— BEGIN Material for this exercise —
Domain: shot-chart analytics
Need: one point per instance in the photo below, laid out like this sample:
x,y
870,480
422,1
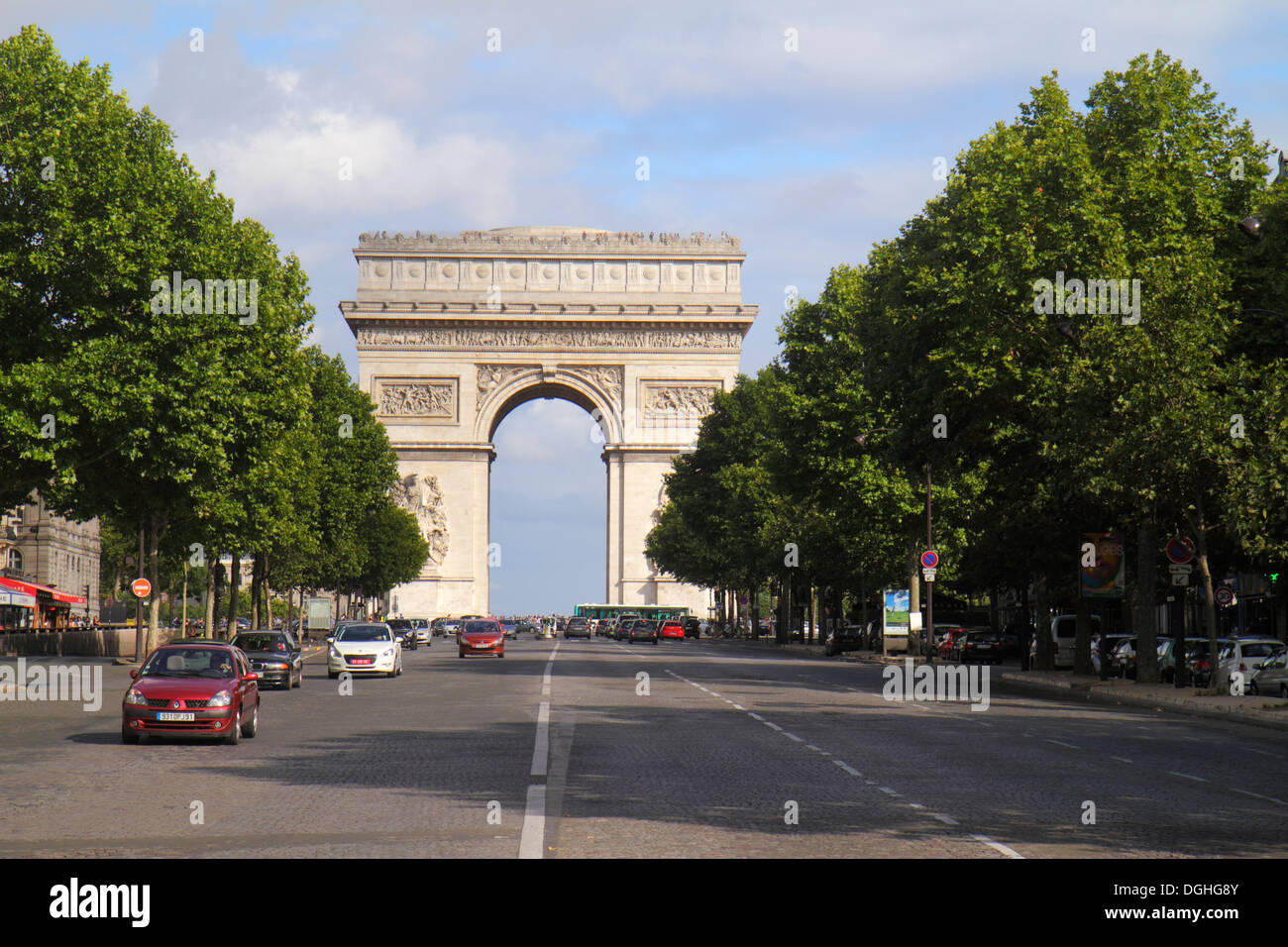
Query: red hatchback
x,y
481,637
192,688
— END Material for this exercise —
Instructions to follow:
Rewrite all of the records with every occurrence of "instance" changed to "object" and everything else left as it is. Leave the pictures out of your answer.

The solution:
Domain: shot-chart analytics
Need: one point per object in the photo below, laid out like this sample:
x,y
870,480
422,1
Query: red hatchback
x,y
481,637
192,688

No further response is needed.